WHAT YOU HAVE TO DO ->
Please write out the entries below word for word, beginning at their first line and stopping after the line that contains "pixel 321 223". Leave the pictures out of your copy.

ITEMS ->

◆ ◆ ◆ ◆ ◆ ◆ ◆

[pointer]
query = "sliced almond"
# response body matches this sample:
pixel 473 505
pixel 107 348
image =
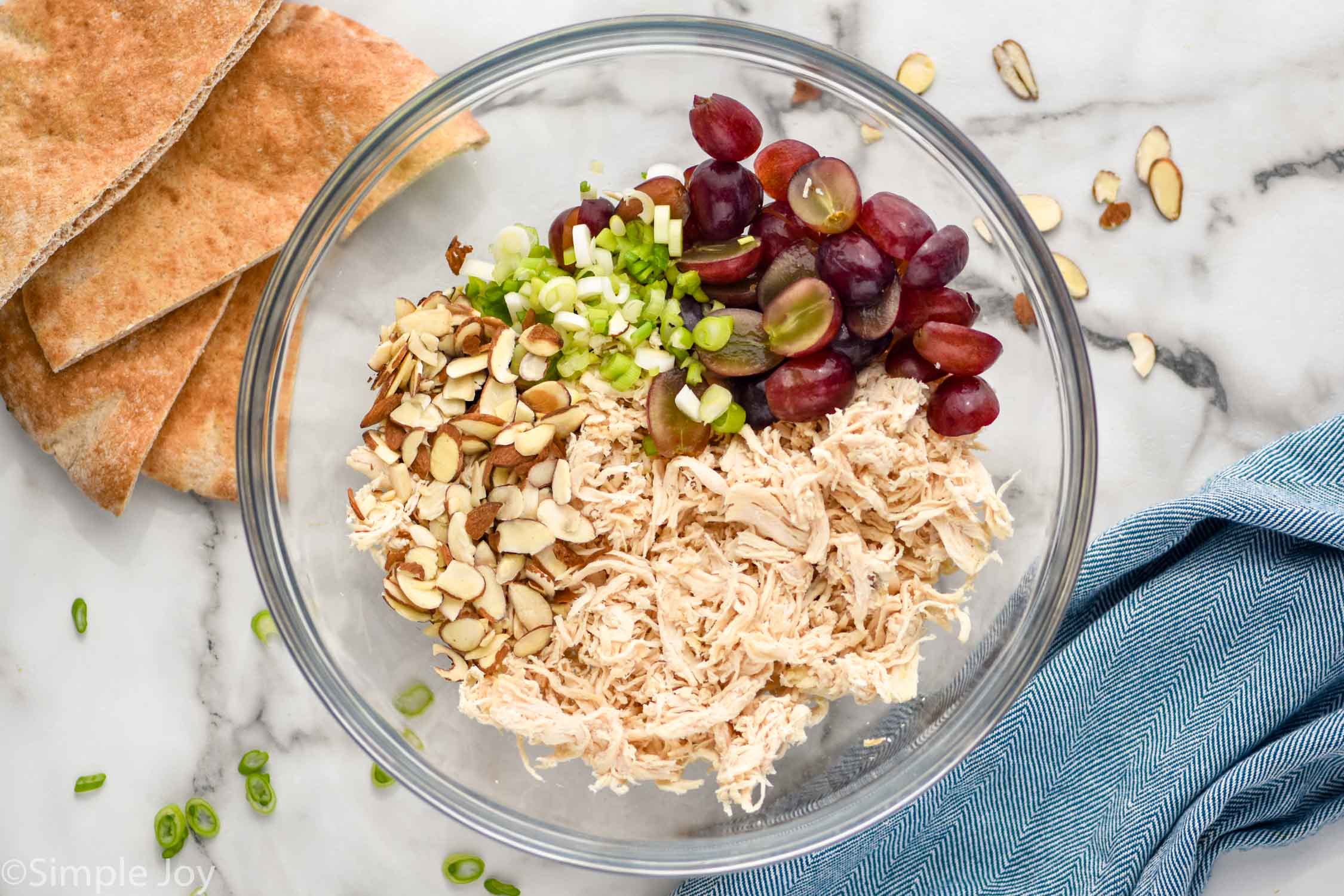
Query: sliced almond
pixel 1155 144
pixel 565 521
pixel 1146 354
pixel 1167 187
pixel 1045 211
pixel 1113 215
pixel 916 73
pixel 523 536
pixel 561 483
pixel 533 643
pixel 464 634
pixel 480 520
pixel 502 355
pixel 459 543
pixel 541 340
pixel 534 441
pixel 546 398
pixel 1015 69
pixel 530 607
pixel 1105 186
pixel 1073 276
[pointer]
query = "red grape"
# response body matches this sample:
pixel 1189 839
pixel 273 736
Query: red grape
pixel 958 349
pixel 803 319
pixel 723 262
pixel 895 225
pixel 792 265
pixel 961 406
pixel 918 306
pixel 725 128
pixel 941 258
pixel 824 195
pixel 725 198
pixel 778 229
pixel 855 269
pixel 809 387
pixel 777 163
pixel 904 360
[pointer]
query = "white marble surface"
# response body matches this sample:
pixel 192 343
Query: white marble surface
pixel 168 687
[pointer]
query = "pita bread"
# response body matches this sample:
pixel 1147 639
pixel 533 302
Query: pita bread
pixel 92 94
pixel 230 191
pixel 100 418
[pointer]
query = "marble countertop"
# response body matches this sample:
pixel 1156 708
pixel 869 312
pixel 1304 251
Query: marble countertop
pixel 168 687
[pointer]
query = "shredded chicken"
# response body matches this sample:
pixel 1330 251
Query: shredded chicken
pixel 748 587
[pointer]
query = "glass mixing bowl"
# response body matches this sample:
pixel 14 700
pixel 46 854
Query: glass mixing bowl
pixel 619 92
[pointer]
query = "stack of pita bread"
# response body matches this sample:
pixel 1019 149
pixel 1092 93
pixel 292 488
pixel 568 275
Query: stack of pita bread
pixel 158 154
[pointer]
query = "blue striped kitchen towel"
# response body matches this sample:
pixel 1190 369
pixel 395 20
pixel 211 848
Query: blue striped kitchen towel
pixel 1191 703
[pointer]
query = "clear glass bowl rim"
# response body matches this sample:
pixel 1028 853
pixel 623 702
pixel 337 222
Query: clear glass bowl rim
pixel 321 223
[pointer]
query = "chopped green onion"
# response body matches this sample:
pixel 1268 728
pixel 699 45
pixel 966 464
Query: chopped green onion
pixel 171 829
pixel 463 868
pixel 381 778
pixel 202 817
pixel 264 627
pixel 732 421
pixel 416 699
pixel 253 762
pixel 260 793
pixel 713 333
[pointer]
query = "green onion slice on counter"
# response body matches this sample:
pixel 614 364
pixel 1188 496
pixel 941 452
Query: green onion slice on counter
pixel 260 793
pixel 253 762
pixel 463 868
pixel 202 817
pixel 415 700
pixel 264 627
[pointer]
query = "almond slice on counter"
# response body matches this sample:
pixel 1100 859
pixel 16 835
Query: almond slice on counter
pixel 1167 187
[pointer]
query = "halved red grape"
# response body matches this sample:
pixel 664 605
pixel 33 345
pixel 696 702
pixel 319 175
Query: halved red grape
pixel 725 128
pixel 739 294
pixel 824 195
pixel 938 260
pixel 961 406
pixel 777 163
pixel 663 191
pixel 803 319
pixel 895 225
pixel 561 235
pixel 777 229
pixel 809 387
pixel 723 262
pixel 918 306
pixel 674 432
pixel 789 266
pixel 958 349
pixel 749 348
pixel 725 198
pixel 904 360
pixel 855 268
pixel 877 320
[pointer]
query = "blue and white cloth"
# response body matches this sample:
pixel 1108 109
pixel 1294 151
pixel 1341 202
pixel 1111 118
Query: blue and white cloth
pixel 1191 703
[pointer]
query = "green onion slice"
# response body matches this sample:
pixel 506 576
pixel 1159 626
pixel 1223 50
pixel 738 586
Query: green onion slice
pixel 415 700
pixel 202 817
pixel 464 868
pixel 260 793
pixel 253 762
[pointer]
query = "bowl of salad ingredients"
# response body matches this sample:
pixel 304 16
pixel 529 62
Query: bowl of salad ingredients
pixel 671 484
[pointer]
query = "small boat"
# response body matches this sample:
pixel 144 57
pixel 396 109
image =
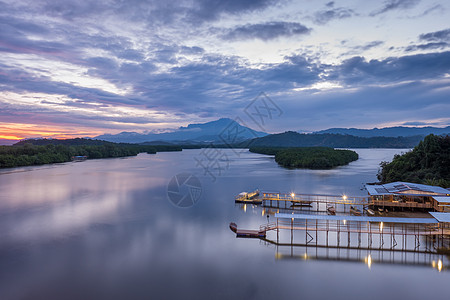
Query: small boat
pixel 331 209
pixel 370 212
pixel 245 197
pixel 355 211
pixel 233 227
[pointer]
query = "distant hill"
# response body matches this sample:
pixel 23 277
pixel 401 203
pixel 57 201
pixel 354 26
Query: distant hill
pixel 199 133
pixel 295 139
pixel 388 131
pixel 427 163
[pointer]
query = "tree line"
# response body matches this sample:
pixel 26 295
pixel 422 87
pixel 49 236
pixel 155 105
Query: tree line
pixel 28 154
pixel 308 157
pixel 428 163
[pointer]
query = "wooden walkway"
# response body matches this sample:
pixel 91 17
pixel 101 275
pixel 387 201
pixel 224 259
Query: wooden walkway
pixel 321 202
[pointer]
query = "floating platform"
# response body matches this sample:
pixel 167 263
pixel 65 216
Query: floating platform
pixel 248 233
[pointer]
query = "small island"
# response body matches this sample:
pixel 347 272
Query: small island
pixel 428 163
pixel 47 151
pixel 308 157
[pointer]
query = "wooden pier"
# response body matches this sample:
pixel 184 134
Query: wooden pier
pixel 341 203
pixel 403 234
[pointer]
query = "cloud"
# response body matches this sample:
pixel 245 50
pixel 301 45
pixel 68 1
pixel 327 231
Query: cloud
pixel 427 46
pixel 266 31
pixel 436 40
pixel 393 69
pixel 441 35
pixel 331 13
pixel 395 5
pixel 365 47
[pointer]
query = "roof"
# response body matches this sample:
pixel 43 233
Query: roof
pixel 358 218
pixel 441 217
pixel 442 199
pixel 406 188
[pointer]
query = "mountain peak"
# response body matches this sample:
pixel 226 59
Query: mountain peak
pixel 200 132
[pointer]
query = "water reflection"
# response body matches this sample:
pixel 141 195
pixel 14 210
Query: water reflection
pixel 104 229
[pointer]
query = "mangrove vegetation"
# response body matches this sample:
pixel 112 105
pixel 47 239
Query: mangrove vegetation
pixel 428 163
pixel 308 157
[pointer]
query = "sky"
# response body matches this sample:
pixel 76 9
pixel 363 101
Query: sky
pixel 76 68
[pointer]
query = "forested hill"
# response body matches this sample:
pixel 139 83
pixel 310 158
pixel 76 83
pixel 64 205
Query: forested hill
pixel 294 139
pixel 39 152
pixel 427 163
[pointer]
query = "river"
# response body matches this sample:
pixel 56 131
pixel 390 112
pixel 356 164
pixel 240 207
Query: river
pixel 113 229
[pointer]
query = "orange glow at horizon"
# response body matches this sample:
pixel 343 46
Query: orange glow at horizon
pixel 17 131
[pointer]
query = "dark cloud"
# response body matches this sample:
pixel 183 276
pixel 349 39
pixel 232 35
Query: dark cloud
pixel 436 40
pixel 331 13
pixel 393 69
pixel 212 9
pixel 266 31
pixel 427 46
pixel 395 5
pixel 368 106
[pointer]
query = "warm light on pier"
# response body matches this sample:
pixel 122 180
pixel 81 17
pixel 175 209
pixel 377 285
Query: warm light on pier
pixel 368 261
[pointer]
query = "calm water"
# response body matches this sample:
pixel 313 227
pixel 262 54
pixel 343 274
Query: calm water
pixel 104 229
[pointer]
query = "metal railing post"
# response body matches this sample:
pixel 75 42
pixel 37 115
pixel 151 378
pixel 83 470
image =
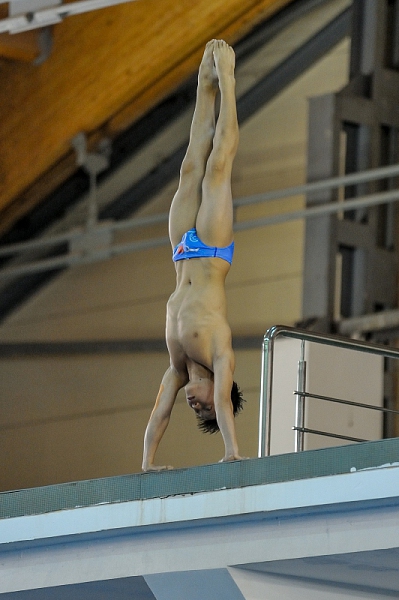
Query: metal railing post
pixel 300 401
pixel 265 405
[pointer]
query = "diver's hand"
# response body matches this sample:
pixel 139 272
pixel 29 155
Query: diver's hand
pixel 231 457
pixel 151 467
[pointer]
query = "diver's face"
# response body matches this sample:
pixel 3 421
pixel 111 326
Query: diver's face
pixel 199 396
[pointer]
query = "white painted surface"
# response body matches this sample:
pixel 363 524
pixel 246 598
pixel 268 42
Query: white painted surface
pixel 192 532
pixel 334 372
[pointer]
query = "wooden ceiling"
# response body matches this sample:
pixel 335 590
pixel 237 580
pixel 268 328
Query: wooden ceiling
pixel 106 69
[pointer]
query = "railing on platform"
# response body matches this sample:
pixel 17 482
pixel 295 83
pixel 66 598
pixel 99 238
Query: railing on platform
pixel 265 416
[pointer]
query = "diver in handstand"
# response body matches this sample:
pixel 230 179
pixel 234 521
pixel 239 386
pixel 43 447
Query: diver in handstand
pixel 198 336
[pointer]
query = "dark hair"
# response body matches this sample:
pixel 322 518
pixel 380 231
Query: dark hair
pixel 237 400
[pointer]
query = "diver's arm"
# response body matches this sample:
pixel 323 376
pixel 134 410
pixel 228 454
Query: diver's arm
pixel 171 383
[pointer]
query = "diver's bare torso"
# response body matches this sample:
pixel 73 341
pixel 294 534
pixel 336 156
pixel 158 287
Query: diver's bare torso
pixel 197 330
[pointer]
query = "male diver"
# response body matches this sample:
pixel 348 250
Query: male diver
pixel 198 336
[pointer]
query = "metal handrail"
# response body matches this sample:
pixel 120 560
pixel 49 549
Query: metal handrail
pixel 73 258
pixel 265 409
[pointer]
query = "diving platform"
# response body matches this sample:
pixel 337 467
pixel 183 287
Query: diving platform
pixel 319 524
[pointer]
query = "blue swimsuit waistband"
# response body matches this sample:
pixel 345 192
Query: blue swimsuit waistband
pixel 192 247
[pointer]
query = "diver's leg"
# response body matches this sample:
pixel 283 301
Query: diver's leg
pixel 215 216
pixel 186 202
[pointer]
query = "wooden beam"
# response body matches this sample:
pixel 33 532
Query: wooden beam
pixel 106 70
pixel 20 46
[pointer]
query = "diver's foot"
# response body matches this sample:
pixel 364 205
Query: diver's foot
pixel 207 72
pixel 225 59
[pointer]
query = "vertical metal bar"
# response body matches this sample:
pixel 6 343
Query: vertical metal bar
pixel 265 405
pixel 300 401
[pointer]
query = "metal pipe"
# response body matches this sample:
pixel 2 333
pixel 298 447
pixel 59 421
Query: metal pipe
pixel 270 336
pixel 353 178
pixel 320 210
pixel 300 402
pixel 324 184
pixel 348 402
pixel 334 435
pixel 371 200
pixel 265 404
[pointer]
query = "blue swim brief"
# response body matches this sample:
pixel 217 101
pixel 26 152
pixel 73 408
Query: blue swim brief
pixel 192 247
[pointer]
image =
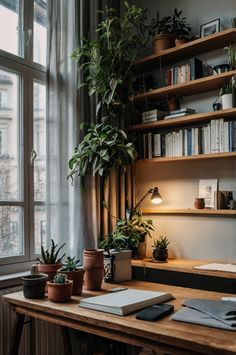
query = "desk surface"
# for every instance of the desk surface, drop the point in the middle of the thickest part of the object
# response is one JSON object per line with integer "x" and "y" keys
{"x": 164, "y": 335}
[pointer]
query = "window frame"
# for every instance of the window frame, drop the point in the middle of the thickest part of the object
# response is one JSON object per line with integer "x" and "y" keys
{"x": 29, "y": 72}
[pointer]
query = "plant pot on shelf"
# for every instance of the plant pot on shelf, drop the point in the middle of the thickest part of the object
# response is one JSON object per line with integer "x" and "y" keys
{"x": 93, "y": 262}
{"x": 60, "y": 292}
{"x": 34, "y": 285}
{"x": 163, "y": 41}
{"x": 160, "y": 255}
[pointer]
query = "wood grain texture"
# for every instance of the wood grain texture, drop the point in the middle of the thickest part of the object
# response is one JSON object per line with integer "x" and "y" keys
{"x": 187, "y": 50}
{"x": 186, "y": 120}
{"x": 165, "y": 335}
{"x": 183, "y": 265}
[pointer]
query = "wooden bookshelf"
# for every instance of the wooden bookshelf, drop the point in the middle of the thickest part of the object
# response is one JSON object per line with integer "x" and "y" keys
{"x": 187, "y": 50}
{"x": 207, "y": 212}
{"x": 183, "y": 265}
{"x": 192, "y": 87}
{"x": 186, "y": 158}
{"x": 184, "y": 120}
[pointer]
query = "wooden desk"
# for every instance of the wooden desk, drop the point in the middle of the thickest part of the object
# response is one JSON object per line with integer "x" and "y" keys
{"x": 164, "y": 336}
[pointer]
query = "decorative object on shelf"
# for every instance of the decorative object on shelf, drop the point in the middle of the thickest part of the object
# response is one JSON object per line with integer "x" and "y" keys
{"x": 199, "y": 203}
{"x": 34, "y": 285}
{"x": 210, "y": 28}
{"x": 50, "y": 261}
{"x": 60, "y": 289}
{"x": 180, "y": 28}
{"x": 73, "y": 272}
{"x": 160, "y": 30}
{"x": 207, "y": 189}
{"x": 93, "y": 262}
{"x": 160, "y": 252}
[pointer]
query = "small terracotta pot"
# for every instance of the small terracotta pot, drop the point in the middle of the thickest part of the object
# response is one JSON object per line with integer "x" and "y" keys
{"x": 77, "y": 277}
{"x": 199, "y": 203}
{"x": 60, "y": 292}
{"x": 93, "y": 262}
{"x": 163, "y": 41}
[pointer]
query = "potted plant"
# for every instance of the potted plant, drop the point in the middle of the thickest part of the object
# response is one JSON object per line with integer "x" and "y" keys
{"x": 73, "y": 272}
{"x": 60, "y": 289}
{"x": 160, "y": 30}
{"x": 227, "y": 94}
{"x": 160, "y": 252}
{"x": 50, "y": 261}
{"x": 180, "y": 27}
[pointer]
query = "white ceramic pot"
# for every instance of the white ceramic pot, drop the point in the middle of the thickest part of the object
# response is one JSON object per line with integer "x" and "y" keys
{"x": 227, "y": 101}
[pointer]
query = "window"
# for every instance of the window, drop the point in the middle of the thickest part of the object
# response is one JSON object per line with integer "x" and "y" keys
{"x": 22, "y": 130}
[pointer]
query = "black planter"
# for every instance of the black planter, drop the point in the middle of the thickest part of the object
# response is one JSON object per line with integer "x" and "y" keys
{"x": 34, "y": 285}
{"x": 160, "y": 254}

◆ ◆ ◆ ◆ ◆ ◆ ◆

OUTPUT FOR THIS EXERCISE ->
[pointer]
query = "sliced almond"
# response body matches this sample:
pixel 473 505
pixel 107 348
image =
Query: sliced almond
pixel 1155 144
pixel 565 521
pixel 1146 354
pixel 1167 187
pixel 1045 211
pixel 1113 215
pixel 916 73
pixel 523 536
pixel 561 483
pixel 533 643
pixel 464 634
pixel 480 520
pixel 502 355
pixel 459 543
pixel 541 340
pixel 534 441
pixel 546 398
pixel 1015 69
pixel 530 607
pixel 1105 186
pixel 1073 276
[pointer]
query = "red grape"
# response body matches this sample:
pixel 1189 839
pixel 273 736
Query: red grape
pixel 958 349
pixel 803 319
pixel 723 262
pixel 895 225
pixel 792 265
pixel 961 406
pixel 918 306
pixel 725 128
pixel 941 258
pixel 824 195
pixel 725 198
pixel 778 229
pixel 855 269
pixel 809 387
pixel 777 163
pixel 904 360
[pointer]
query = "white marble surface"
# response body matches this sample:
pixel 192 343
Query: white marble surface
pixel 168 687
[pointer]
query = "pita bread"
# response body matches this sample:
pixel 1147 639
pixel 533 302
Query: pita bread
pixel 92 94
pixel 230 191
pixel 100 418
[pointer]
query = "marble countertop"
# response body matches this sample:
pixel 1156 708
pixel 869 312
pixel 1304 251
Query: marble countertop
pixel 168 687
[pointer]
query = "shredded chicken"
# response body matches this sample:
pixel 1330 251
Query: shredded chicken
pixel 748 587
[pointer]
query = "glass mixing bowl"
# response body matches this sample:
pixel 14 700
pixel 46 854
Query: glass mixing bowl
pixel 619 92
[pointer]
query = "stack of pita bread"
# response body matches this sample:
pixel 1019 149
pixel 1092 93
pixel 292 488
pixel 568 275
Query: stack of pita bread
pixel 158 154
[pointer]
query = "blue striped kitchen towel"
# response body matches this sample:
pixel 1190 369
pixel 395 20
pixel 211 848
Query: blue striped kitchen towel
pixel 1191 703
[pointer]
query = "clear glass bowl rim"
# response body matches this sample:
pixel 1028 853
pixel 623 702
pixel 337 222
Query: clear glass bowl rim
pixel 321 223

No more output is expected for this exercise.